Problem set:
**a)** Please list every setting the excerpt on eucharistic spirituality below names as a place where the laity are to bear witness.
**b)** According to the excerpt on eucharistic spirituality, why are some aspects of a life reoriented by the Eucharist specific to the individual?

A quick read of the above quotation might overlook the
truly radical point the Pope is making. Note how the Pope
defines spirituality. Eucharistic spirituality is often associated
with various private practices of prayer centered on the
Eucharist. Defining spirituality as "a life lived according to the
Spirit," the Pope strongly affirms that the Eucharist must not
merely lead to private prayer, although also essential, but must
be translated into how we live our daily lives. And how we carry
out that "life lived according to the Spirit" must be along the
lines of the eucharistic form of the Christian life that the Pope
outlined above. Thus, in the Pope's vision, authentic eucharistic
spirituality always leads to the Eucharist becoming the center of
our lives and totally reorienting how we live life around it.
While many elements of a life reoriented by the Eucharist
are common to everyone, such as living the Lord's Day of rest,
some aspects are specific to the individual. Just as God relates to
each of us in the uniqueness that makes us who we are, so does
God call us to follow a personalized path. The Holy Father dedicates
separate paragraphs to how the Eucharist shapes and forms
a diversity of vocations in the Church (cf. #79-81).
Speaking to the Christian laity, the Pope teaches that the
Eucharist "meets each of us as we are, and makes our concrete
existence the place where we experience daily the radical newness
of the Christian life" (SC, 79). Spirituality, "life lived
according to the Spirit," for the laity involves the task of offering
all their work and prayer in union with the eucharistic sacrifice- a word that means "making holy"-and translating the Eucharist
they receive into Christian witness by the way they live their
lives. "The Christian laity . . . are called to live out the radical
newness brought by Christ wherever they find themselves. They
should cultivate a desire that the Eucharist have an ever deeper
effect on their daily lives, making them convincing witnesses in
the workplace and in society at large" (SC, 79). One may add the
family to those contexts in light of the Pope's discussion of the
Eucharist and marriage.

Excerpted data:
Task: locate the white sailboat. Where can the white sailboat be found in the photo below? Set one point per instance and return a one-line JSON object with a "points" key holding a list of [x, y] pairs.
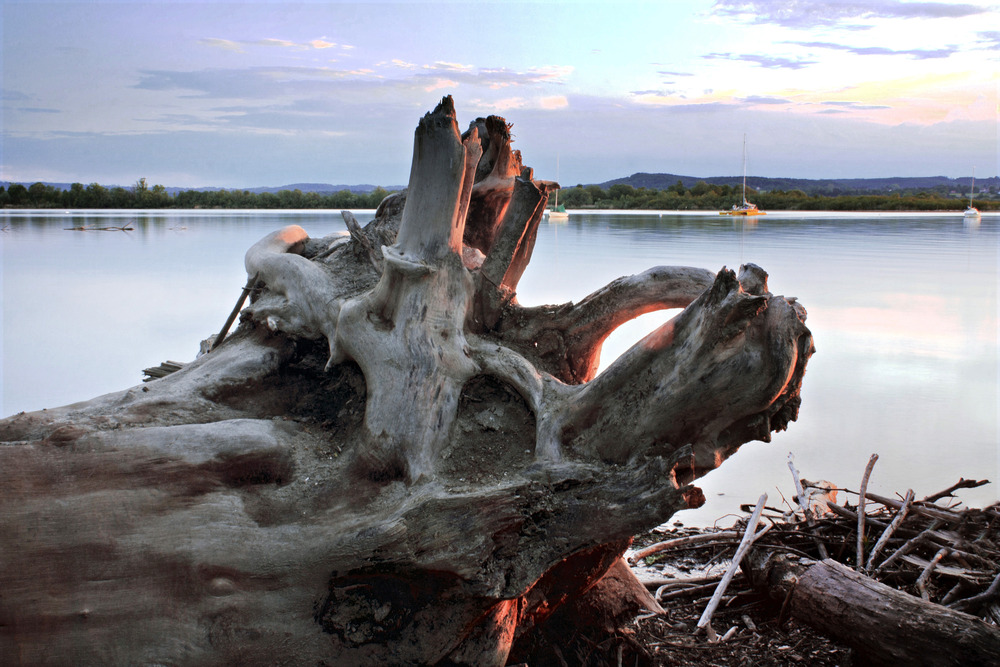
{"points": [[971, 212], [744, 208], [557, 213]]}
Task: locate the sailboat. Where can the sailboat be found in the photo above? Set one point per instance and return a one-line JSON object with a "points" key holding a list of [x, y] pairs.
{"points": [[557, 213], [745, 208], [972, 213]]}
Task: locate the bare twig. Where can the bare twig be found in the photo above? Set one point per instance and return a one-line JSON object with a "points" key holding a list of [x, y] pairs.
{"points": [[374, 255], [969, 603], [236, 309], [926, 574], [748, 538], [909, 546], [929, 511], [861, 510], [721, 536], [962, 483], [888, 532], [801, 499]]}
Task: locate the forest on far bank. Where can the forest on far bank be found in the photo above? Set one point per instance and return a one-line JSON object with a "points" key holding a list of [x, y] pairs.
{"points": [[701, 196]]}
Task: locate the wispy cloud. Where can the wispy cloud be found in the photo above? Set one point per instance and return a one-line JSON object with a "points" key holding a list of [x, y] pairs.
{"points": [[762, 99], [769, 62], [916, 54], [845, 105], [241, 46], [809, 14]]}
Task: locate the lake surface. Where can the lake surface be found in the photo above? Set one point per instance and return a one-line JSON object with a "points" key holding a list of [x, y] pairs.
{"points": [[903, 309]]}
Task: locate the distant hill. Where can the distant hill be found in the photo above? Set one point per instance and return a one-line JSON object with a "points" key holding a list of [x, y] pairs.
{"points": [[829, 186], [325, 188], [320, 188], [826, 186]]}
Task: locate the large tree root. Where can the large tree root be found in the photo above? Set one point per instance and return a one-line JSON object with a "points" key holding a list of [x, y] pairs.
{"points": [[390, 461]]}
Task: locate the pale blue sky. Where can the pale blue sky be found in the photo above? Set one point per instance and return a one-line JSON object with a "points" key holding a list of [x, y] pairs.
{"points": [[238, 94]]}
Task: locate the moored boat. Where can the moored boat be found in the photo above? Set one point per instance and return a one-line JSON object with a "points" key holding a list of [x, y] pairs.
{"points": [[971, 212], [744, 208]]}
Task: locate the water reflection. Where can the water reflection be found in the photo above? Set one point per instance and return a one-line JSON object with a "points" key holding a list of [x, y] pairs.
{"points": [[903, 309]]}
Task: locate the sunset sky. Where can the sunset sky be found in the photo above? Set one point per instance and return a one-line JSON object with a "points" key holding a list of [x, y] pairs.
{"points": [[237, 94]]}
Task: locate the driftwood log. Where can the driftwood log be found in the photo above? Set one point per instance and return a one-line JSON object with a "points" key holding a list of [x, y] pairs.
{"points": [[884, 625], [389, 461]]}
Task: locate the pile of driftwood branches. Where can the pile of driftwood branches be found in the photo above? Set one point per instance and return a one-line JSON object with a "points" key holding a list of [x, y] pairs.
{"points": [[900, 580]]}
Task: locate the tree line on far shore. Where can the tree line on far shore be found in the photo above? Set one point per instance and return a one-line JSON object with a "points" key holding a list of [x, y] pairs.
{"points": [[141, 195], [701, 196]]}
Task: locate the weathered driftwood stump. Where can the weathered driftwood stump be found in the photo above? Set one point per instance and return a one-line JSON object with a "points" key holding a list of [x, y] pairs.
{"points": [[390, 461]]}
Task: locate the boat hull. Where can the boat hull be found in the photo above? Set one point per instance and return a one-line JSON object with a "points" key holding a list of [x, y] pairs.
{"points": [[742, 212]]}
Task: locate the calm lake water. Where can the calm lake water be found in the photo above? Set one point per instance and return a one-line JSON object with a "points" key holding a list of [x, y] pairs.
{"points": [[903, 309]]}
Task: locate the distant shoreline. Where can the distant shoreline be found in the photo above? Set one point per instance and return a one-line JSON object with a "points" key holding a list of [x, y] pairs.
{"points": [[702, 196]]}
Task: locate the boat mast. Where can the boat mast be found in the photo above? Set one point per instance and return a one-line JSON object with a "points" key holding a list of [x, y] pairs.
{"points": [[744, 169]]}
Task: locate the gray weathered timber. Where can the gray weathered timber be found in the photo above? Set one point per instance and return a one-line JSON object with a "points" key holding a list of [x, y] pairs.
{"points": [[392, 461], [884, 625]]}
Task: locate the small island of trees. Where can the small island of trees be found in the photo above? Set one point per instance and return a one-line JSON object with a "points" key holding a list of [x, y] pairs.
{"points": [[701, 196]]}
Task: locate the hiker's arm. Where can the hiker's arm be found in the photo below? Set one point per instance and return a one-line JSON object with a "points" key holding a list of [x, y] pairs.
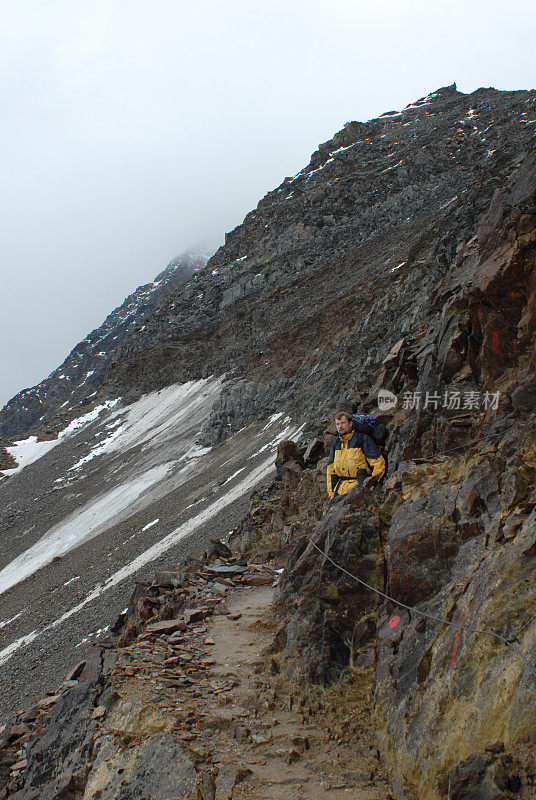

Response list:
**a)**
- the workplace
- society at large
- the family

**b)** Some aspects are specific to the individual because God calls each person to follow a personalized path. This mirrors the way God relates to each of us in the uniqueness that makes us who we are.